Stated task:
Copy out each line of the records below that includes the string "pink", treating uppercase and lowercase as different.

↓

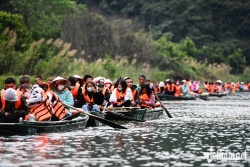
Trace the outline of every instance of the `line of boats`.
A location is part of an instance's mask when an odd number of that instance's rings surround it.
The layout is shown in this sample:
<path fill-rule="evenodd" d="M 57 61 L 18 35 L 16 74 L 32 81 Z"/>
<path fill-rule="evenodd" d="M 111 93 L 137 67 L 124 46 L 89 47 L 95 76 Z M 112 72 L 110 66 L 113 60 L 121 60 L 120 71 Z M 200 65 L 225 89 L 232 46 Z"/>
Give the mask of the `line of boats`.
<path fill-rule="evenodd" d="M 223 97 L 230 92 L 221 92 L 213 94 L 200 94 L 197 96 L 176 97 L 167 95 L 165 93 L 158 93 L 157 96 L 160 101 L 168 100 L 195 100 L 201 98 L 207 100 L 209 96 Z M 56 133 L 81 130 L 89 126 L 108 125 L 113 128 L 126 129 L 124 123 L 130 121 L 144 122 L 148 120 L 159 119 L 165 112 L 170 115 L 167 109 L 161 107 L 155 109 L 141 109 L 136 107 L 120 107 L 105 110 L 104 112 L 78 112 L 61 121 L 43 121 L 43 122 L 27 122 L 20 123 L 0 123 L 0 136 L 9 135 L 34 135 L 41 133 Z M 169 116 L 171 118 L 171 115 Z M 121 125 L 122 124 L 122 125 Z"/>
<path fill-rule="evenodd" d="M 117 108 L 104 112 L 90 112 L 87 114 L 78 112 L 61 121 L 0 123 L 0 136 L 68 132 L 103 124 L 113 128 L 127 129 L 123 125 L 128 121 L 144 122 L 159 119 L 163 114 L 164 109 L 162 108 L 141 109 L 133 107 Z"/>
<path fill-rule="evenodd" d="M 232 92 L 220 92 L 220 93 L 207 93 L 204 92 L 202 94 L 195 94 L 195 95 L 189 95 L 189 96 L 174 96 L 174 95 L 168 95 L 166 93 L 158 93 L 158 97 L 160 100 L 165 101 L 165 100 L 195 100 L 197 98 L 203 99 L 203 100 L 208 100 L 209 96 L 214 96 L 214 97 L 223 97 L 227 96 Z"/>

↑
↓

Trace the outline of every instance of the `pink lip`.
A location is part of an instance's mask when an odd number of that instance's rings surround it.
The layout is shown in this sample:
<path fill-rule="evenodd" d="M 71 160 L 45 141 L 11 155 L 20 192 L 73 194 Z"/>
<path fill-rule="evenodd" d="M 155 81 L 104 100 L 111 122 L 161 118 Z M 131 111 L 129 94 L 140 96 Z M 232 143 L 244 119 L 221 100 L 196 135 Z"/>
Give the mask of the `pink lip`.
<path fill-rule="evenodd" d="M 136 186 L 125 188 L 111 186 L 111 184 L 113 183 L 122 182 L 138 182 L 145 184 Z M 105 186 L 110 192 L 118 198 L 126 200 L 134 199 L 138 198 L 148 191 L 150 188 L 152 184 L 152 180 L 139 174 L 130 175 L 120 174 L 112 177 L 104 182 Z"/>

↑
↓

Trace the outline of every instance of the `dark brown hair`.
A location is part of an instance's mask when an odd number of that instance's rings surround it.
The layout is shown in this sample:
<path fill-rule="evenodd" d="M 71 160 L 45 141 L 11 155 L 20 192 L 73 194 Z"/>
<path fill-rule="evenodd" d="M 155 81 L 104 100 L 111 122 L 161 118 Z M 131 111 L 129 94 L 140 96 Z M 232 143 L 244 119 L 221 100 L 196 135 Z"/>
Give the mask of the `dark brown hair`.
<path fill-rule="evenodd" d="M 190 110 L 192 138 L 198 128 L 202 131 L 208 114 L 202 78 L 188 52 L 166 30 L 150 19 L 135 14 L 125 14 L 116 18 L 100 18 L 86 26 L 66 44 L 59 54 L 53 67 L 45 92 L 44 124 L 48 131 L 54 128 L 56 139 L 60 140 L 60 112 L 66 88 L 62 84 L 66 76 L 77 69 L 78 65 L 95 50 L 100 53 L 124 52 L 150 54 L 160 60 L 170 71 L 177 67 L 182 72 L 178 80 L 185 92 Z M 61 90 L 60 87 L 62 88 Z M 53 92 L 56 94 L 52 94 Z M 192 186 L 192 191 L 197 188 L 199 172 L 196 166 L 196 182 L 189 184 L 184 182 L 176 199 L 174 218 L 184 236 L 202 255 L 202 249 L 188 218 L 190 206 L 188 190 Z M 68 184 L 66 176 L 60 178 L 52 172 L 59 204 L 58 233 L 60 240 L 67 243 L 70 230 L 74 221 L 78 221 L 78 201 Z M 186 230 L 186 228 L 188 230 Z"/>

↑

Answer to the exercise:
Trace the outline of every instance of the `pink lip`.
Give the mask of the `pink lip`.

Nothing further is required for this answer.